• Task brief
Output every line of the data exactly as it appears.

• Stored data
━━━━━━━━━━━━━━━━━━━━

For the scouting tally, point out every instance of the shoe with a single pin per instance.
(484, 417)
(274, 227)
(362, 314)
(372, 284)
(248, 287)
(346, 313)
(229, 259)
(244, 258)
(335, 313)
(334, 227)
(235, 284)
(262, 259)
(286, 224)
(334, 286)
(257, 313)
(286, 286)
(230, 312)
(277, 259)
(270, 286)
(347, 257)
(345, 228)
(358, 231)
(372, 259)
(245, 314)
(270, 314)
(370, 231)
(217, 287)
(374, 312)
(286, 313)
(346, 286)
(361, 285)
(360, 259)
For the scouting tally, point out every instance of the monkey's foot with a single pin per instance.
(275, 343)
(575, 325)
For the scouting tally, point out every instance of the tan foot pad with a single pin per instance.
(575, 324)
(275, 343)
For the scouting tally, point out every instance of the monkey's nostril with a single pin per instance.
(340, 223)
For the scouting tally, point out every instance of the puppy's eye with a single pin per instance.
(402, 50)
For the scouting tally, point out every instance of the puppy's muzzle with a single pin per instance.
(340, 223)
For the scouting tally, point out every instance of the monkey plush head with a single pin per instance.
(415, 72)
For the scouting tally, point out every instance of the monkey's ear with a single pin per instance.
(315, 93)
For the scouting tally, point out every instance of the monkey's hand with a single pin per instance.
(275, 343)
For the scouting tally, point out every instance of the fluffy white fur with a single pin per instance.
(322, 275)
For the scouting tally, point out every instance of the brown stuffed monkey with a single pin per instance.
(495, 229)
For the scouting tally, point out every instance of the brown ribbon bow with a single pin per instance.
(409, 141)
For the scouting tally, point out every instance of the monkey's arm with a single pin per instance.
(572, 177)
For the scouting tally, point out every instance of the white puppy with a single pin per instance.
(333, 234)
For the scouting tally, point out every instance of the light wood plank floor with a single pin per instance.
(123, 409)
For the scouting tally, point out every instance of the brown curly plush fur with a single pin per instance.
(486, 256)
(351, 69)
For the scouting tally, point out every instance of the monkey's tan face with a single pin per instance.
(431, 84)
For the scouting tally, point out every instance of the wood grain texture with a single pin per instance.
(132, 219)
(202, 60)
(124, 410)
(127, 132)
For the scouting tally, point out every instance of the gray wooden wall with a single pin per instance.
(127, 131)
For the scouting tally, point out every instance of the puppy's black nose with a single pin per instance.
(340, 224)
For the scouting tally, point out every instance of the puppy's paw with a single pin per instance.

━━━━━━━━━━━━━━━━━━━━

• Result of the task
For the scouting tally, point out every instance of the shoe with a single pin per instance.
(484, 417)
(274, 227)
(362, 314)
(372, 284)
(248, 287)
(346, 313)
(229, 259)
(244, 258)
(335, 313)
(334, 227)
(235, 284)
(262, 259)
(286, 224)
(334, 286)
(257, 313)
(286, 286)
(230, 312)
(277, 259)
(270, 286)
(347, 257)
(345, 228)
(358, 231)
(372, 259)
(245, 314)
(270, 314)
(370, 231)
(217, 287)
(374, 312)
(286, 313)
(346, 286)
(361, 285)
(360, 259)
For the scouting tally, point out every instance of the monkey's foot with a single pin per instance.
(275, 343)
(575, 325)
For the scouting tally, point out every instance of the tan foot pad with a single pin per instance.
(575, 324)
(275, 343)
For the scouting tally, point out every instance of the monkey's nostril with a single pin per instance.
(340, 223)
For the scouting tally, point out every instance of the puppy's eye with a single pin per instance.
(402, 50)
For the scouting tally, point out every instance of the puppy's muzzle with a single pin per instance.
(340, 223)
For the scouting tally, point out every instance of the monkey plush head with a single pin per instance.
(415, 72)
For the scouting tally, point out every instance of the monkey's ear with a single pin per instance.
(315, 93)
For the scouting tally, point out every instance of the monkey's hand with a single pin per instance.
(275, 343)
For the scouting tally, point out every instance of the fluffy white fur with a single pin per instance.
(322, 275)
For the scouting tally, point out every instance of the brown stuffed monkey with a single pin per instance.
(495, 229)
For the scouting tally, point out every instance of the brown ribbon bow with a single pin per instance.
(409, 141)
For the scouting tally, point out every instance of the monkey's arm with a single pin per instance.
(572, 177)
For the scouting tally, point out every instance of the white puppy with a single pin per instance.
(333, 234)
For the scouting tally, point out every instance of the light wood plank floor with a single pin per instance.
(123, 409)
For the scouting tally, point out every instance of the brown curly plush fur with a single pin per instance.
(486, 256)
(351, 69)
For the scouting tally, point out every instance of the monkey's tan face with a single pin per instance.
(431, 84)
For the scouting tally, point out every instance of the wood grain texture with a single pin per instance.
(132, 219)
(202, 60)
(124, 410)
(127, 132)
For the scouting tally, point out every instance of the gray wooden wall with a single pin per instance.
(127, 131)
For the scouting tally, point out every instance of the puppy's black nose with a single pin per instance.
(340, 224)
For the scouting tally, point out every instance of the puppy's paw with a single pin per instance.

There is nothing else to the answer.